== Material for this exercise

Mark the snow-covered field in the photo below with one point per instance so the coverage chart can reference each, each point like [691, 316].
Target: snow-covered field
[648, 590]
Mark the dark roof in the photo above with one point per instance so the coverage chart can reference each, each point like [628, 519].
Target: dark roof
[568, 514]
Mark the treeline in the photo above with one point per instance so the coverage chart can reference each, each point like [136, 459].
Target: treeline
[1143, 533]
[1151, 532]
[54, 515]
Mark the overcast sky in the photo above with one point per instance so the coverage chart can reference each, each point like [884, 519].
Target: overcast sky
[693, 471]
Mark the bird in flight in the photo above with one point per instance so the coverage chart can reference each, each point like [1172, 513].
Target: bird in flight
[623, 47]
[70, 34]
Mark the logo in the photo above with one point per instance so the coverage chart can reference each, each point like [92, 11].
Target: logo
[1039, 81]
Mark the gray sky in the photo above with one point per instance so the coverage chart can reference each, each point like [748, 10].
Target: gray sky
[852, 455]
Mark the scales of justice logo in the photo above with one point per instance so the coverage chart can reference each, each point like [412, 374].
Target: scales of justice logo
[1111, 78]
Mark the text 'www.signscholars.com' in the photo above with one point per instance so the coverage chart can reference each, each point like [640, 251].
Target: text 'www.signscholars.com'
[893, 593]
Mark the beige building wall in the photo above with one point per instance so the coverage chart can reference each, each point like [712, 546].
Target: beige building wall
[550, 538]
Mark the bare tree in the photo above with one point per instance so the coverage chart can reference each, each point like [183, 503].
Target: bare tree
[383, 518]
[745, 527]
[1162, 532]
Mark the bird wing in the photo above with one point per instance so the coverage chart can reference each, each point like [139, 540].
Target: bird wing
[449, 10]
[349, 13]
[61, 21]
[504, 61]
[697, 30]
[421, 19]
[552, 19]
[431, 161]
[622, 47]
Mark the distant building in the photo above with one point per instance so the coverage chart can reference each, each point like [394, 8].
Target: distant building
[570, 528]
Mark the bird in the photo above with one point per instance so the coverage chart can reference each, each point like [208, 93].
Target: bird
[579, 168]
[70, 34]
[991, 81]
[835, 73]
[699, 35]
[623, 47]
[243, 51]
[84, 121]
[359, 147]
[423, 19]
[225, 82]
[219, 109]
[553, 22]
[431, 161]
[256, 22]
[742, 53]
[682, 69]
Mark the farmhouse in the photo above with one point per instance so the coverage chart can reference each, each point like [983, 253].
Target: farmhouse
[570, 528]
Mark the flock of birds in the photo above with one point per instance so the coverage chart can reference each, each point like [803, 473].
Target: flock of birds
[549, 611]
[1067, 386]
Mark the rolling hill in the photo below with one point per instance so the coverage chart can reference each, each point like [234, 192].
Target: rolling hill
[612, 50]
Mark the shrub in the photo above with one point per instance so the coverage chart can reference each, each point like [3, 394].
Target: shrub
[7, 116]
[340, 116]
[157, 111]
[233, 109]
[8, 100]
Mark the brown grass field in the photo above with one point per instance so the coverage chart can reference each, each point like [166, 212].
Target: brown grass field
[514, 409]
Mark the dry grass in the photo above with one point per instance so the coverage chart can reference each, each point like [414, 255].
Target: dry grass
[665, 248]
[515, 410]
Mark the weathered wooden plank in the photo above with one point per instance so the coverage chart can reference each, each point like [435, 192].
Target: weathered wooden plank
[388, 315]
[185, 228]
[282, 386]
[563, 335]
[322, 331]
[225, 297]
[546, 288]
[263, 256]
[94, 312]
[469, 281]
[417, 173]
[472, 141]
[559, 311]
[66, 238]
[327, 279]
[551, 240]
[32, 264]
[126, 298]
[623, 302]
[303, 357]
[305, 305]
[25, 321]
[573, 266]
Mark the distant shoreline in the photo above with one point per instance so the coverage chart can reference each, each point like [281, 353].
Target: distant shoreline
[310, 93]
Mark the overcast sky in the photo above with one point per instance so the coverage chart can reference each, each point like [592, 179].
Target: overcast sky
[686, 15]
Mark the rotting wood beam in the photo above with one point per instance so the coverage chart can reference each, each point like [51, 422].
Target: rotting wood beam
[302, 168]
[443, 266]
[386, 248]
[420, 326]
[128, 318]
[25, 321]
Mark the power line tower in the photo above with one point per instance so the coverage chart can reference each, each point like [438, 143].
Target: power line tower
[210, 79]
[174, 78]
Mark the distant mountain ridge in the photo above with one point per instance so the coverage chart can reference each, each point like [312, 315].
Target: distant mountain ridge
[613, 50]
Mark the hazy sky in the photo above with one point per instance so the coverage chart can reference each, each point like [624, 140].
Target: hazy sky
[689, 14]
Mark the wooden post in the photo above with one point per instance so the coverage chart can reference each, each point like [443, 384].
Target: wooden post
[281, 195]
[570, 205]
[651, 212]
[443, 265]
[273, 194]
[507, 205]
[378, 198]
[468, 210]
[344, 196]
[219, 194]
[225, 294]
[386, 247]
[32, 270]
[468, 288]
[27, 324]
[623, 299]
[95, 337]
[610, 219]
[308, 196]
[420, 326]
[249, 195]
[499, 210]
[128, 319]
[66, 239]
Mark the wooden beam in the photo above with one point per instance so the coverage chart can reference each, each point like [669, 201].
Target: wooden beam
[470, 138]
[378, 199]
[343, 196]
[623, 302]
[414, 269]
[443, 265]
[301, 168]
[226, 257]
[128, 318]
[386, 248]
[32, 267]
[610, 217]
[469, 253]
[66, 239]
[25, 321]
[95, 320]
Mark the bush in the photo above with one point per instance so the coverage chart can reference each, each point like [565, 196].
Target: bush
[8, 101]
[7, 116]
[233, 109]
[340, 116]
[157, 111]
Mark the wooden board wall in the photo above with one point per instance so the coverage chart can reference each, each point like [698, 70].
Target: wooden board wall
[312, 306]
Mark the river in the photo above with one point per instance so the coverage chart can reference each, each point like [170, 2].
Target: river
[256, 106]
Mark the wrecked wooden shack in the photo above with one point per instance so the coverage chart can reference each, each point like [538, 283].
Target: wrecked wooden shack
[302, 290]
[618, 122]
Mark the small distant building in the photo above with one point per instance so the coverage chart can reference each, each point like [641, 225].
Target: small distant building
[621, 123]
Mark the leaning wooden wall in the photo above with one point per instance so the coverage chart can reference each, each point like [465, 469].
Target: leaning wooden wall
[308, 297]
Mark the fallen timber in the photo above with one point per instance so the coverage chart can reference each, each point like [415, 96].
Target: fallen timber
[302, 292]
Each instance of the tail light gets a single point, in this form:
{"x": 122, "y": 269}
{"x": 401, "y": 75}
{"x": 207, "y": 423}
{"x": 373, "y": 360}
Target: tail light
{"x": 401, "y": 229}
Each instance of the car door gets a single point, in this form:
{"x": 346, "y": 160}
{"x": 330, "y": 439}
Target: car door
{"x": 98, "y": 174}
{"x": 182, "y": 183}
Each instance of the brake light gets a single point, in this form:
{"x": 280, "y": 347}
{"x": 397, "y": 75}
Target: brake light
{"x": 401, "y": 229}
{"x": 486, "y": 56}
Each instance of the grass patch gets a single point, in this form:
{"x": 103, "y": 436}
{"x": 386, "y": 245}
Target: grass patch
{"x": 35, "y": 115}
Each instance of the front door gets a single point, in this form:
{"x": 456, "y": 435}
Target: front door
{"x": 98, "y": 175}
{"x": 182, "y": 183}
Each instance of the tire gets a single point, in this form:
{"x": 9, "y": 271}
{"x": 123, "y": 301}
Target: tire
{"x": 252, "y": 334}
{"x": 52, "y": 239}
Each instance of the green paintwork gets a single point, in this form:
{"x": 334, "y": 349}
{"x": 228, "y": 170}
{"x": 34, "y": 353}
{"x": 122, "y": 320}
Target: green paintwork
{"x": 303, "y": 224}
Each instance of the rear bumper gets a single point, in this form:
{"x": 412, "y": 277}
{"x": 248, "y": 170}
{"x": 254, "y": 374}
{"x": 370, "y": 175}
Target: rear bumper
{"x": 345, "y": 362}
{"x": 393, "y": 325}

====

Task:
Begin with the line that contains "Each instance of the front" and set down each line exactly until the records above end, including the final line.

Exercise answer:
Each instance of the front door gets a single point, in this form:
{"x": 456, "y": 435}
Target: front door
{"x": 98, "y": 175}
{"x": 182, "y": 183}
Each instance of the tire gets a single point, in this form:
{"x": 9, "y": 271}
{"x": 123, "y": 301}
Target: tire
{"x": 252, "y": 334}
{"x": 52, "y": 239}
Each instance of the green paintwork gets a single point, in this form:
{"x": 334, "y": 349}
{"x": 228, "y": 170}
{"x": 34, "y": 353}
{"x": 122, "y": 320}
Target: green paintwork
{"x": 303, "y": 224}
Each instance of the rear bumper gets a single point, in this form:
{"x": 412, "y": 277}
{"x": 248, "y": 170}
{"x": 254, "y": 374}
{"x": 370, "y": 175}
Target: rear bumper
{"x": 345, "y": 362}
{"x": 393, "y": 325}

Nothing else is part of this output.